Your task: Find the line containing "point: dry riverbed, one" in the entries below. Restate it and each line after it, word for word, up to and including the line containing "point: mountain slope, one".

Records from a dataset:
- - - -

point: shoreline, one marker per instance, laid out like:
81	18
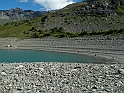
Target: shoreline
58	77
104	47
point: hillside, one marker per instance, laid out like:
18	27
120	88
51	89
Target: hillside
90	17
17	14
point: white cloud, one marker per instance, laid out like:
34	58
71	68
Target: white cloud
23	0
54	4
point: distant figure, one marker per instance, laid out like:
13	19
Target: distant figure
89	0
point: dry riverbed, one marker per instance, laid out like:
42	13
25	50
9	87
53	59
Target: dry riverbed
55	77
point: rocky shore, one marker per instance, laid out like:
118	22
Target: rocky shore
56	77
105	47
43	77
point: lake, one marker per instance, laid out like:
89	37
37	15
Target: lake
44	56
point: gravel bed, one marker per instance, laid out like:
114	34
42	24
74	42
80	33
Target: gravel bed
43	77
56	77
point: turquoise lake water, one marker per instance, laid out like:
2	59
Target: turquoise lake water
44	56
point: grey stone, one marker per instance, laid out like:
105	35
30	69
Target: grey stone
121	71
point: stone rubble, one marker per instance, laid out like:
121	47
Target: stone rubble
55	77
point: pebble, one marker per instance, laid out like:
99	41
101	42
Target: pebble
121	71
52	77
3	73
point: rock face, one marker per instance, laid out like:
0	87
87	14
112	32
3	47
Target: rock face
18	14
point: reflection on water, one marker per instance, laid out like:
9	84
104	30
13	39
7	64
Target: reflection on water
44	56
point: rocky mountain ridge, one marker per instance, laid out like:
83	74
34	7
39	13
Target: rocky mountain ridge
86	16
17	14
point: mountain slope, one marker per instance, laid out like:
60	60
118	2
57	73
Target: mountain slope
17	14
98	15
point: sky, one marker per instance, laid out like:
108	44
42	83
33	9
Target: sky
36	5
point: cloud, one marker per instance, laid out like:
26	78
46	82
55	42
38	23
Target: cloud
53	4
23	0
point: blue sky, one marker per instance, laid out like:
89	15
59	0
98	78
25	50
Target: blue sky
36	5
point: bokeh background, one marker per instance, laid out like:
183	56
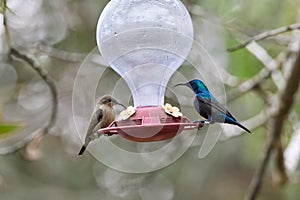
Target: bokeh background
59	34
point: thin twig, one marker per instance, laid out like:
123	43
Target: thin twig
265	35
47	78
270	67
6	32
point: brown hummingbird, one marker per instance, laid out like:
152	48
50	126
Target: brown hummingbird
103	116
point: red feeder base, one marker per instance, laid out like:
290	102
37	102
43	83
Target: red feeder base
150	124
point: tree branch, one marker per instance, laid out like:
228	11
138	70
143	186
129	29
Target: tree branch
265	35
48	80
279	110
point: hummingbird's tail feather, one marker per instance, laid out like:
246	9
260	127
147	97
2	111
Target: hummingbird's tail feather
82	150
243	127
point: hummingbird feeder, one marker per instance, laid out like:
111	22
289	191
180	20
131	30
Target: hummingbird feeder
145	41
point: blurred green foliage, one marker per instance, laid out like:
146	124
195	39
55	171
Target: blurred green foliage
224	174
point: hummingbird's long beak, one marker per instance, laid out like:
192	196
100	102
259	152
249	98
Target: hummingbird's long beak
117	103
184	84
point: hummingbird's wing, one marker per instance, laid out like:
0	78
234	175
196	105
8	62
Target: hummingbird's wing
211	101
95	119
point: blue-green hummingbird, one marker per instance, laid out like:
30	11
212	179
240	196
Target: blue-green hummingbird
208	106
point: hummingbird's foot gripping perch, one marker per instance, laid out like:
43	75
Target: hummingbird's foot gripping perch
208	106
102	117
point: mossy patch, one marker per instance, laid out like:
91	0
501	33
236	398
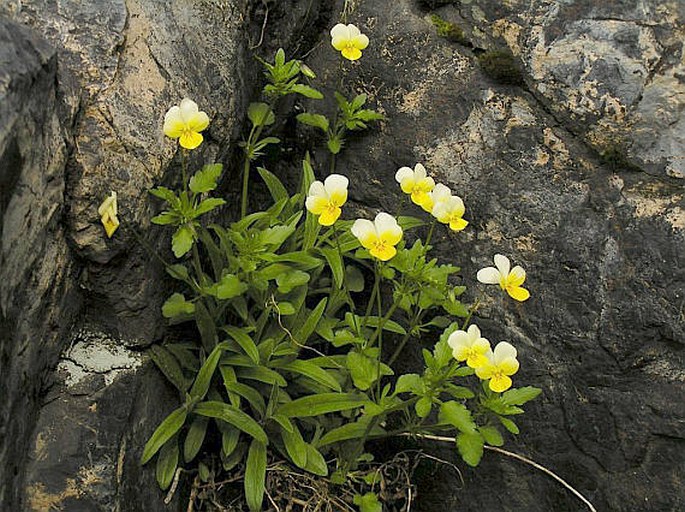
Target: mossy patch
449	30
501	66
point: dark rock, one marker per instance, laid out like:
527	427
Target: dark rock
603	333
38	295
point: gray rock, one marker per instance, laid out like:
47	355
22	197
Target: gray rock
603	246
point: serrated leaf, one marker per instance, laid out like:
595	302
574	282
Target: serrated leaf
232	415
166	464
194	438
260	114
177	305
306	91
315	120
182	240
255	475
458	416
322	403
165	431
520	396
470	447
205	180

- - - -

Response to the exercise:
point: dry riverbed, one marker per instance, laid out like:
42	13
25	50
9	87
53	59
Target: dry riverbed
55	77
point: rocky shore, one marker per instance, laid out like:
118	22
Target: rocky shore
56	77
105	47
43	77
point: lake, one marker per instance, laid out like:
89	37
37	15
Target: lake
44	56
point: gravel bed, one marker per instance, laid out like:
114	34
42	24
74	42
80	33
Target: gravel bed
43	77
56	77
point: turquoise lake water, one marker per instance, laid out like:
2	59
Target: turquoise lake water
44	56
point: grey stone, one marker per instance, laid out like:
105	35
30	69
Target: grey stone
121	71
point: stone rubble, one marker per instance, laid out like:
121	47
Target: stone rubble
55	77
point: pebble, one marker per instance, laid out like:
99	41
101	42
Target: pebble
121	71
52	77
3	73
point: rock face, one marker per instance, laid out like:
0	87
87	14
112	32
3	47
Target: rock face
18	14
point: reflection on water, one marker per instance, laid out like:
9	84
104	30
13	39
7	64
Target: reflection on water
44	56
point: rocky mountain ridge, one marker per instance, laid out like:
83	74
34	7
39	13
Target: rocky mountain ridge
86	16
17	14
point: mountain slope, one marker per instance, laid out like:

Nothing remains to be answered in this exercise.